Reading passage >>
• • • •
Windows nodes can't reach service network #77

oe-hbk · 2020-05-04T19:49:20Z

I have the following setup
Windows 2019-1909
Kubernetes 1.18.2
Control Plane: CentOS 7.7 with k8s 1.18.2 built with kubedm
CNI: flannel with vxlan, using the proper vxlan ID and UDP ports for Windows compatibility

I followed PrepareNode.ps1 script here to get the 1909 server ready, but had to build my own kube-proxy and kube-flannel windows images as those don't support 1909. I had to build the setup.exe from another system and just ADD it into the container as there isn't a golang:servercore1909 image to use as the build image.

I've followed the instructions at https://kubernetes.io/docs/tasks/administer-cluster/kubeadm/adding-windows-nodes/ to get everything up and running. I can successfully get a pod containing a servercore 1909 image. When I exec into this POD, I can ping all the linux cluster node IPs just fine. Route tables look accurate

However, when I try to reach the service network, including coredns, my connections time out. So I can't do DNS lookups whatsoever.

I can reach outside my cluster fine as well (nslookup using our physical DNS server IP addresses)

The only thing that doesn't seem to be working is service network connectivity. the node does have a proper route to the service network, and I can see \etc\cni\net.d\10-flannel.conf have the correct ExceptionList for OutBoundNAT that covers both the service network and pod networks, and also have a ROUTE type endpointpolicy with destination set to the service network with NeedEncap: true

oe-hbk · 2020-05-05T19:23:30Z

I found a solution to this, which was to add --ip-masq arg to flanneld.exe Is there a reason this wouldn't be the default, when the linux default is to use it?

neolit123 · 2020-05-05T20:12:34Z

I found a solution to this, which was to add --ip-masq arg to flanneld.exe Is there a reason this wouldn't be the default, when the linux default is to use it?
• • • •
Extracted records >>

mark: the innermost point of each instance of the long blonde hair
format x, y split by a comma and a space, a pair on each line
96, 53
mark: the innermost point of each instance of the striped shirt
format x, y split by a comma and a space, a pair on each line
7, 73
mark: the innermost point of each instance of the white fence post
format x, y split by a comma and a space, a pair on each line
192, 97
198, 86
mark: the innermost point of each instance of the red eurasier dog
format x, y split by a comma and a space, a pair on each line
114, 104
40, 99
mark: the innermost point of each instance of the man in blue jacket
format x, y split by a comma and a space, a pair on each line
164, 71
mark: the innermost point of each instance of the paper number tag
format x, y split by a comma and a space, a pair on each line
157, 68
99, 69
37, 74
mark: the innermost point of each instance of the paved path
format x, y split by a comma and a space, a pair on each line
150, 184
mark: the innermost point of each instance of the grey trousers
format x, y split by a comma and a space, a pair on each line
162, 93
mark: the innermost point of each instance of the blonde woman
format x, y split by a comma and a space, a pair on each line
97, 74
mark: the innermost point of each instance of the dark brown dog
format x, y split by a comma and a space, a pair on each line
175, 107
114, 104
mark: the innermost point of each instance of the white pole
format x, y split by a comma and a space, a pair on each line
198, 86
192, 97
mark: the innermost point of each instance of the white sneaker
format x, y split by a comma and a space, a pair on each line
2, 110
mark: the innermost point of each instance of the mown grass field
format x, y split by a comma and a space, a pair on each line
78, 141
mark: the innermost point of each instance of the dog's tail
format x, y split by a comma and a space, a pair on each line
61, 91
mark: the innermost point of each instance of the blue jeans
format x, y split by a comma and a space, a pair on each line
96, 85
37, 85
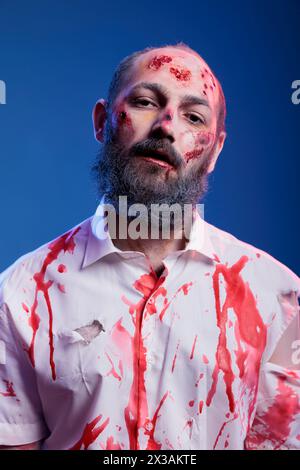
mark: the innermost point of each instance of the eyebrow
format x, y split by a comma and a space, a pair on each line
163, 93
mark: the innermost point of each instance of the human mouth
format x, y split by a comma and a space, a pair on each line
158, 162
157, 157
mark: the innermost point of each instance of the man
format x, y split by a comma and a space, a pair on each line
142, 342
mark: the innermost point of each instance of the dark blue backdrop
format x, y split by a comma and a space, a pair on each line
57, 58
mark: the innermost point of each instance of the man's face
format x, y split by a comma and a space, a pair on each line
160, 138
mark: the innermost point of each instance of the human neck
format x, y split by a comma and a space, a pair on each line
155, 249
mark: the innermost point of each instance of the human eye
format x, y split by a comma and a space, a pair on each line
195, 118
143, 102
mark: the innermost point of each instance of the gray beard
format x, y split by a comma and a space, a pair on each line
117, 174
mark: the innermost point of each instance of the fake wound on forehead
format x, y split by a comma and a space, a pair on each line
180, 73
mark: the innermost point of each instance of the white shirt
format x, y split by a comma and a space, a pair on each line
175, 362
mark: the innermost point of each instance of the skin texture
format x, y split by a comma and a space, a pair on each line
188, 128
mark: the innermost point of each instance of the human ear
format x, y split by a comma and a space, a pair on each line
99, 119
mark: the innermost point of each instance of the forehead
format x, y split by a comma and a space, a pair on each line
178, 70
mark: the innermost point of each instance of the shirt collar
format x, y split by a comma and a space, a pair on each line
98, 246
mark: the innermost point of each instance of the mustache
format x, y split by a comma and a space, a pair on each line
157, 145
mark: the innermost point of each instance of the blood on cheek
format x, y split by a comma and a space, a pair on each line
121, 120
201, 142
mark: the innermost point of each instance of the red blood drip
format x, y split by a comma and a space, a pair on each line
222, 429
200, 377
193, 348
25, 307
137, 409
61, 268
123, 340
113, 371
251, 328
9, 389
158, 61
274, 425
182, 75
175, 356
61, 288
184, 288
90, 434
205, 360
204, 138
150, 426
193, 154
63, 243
• • • •
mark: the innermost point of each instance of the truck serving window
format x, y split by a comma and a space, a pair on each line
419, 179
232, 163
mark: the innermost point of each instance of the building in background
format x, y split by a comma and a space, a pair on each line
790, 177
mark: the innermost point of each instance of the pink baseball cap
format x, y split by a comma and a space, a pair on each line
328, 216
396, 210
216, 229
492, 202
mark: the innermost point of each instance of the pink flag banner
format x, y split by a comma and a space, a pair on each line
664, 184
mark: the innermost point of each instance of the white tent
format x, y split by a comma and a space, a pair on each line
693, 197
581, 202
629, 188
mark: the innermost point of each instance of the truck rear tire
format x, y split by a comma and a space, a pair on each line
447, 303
• • • •
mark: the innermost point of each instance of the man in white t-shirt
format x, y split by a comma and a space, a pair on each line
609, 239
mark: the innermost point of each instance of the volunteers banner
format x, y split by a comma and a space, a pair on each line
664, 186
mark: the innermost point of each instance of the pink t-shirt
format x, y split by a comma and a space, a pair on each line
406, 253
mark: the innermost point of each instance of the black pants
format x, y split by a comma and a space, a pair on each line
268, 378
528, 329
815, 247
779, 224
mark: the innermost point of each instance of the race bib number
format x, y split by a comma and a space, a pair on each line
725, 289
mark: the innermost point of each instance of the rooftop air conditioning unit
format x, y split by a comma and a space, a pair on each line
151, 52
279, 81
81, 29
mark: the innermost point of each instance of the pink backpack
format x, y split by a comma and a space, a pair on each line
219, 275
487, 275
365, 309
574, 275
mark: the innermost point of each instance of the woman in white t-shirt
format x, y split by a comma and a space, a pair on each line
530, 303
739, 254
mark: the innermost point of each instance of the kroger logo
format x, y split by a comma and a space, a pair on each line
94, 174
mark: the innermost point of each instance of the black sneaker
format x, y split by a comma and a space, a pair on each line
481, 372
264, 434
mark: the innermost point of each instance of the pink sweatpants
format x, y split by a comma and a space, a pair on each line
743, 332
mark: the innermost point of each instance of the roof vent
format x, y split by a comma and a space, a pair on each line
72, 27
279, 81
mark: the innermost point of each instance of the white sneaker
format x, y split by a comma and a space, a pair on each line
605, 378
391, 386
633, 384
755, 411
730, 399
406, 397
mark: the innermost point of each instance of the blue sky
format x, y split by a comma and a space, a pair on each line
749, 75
• • • •
Set task 1 >> Copy everything in the Windows networking thread from "Windows nodes can't" down to "the build image.", swapping "Kubernetes" for "K8s".
Set task 2 >> Summarize the Windows networking thread in two sentences.
Set task 3 >> In the Windows networking thread, what change fixed the service network problem?

Full response 1 >>
Windows nodes can't reach service network #77

oe-hbk · 2020-05-04T19:49:20Z

I have the following setup
Windows 2019-1909
K8s 1.18.2
Control Plane: CentOS 7.7 with k8s 1.18.2 built with kubedm
CNI: flannel with vxlan, using the proper vxlan ID and UDP ports for Windows compatibility

I followed PrepareNode.ps1 script here to get the 1909 server ready, but had to build my own kube-proxy and kube-flannel windows images as those don't support 1909. I had to build the setup.exe from another system and just ADD it into the container as there isn't a golang:servercore1909 image to use as the build image.

Full response 2 >> A user running Windows Server 1909 nodes on Kubernetes 1.18.2 with flannel vxlan could ping the Linux cluster nodes and reach outside the cluster from a pod, but connections to the service network, including coredns, timed out. The user fixed it by adding the --ip-masq argument to flanneld.exe and asked why that isn't the default on Windows when it is on Linux.

Full response 3 >> Adding the --ip-masq argument to flanneld.exe.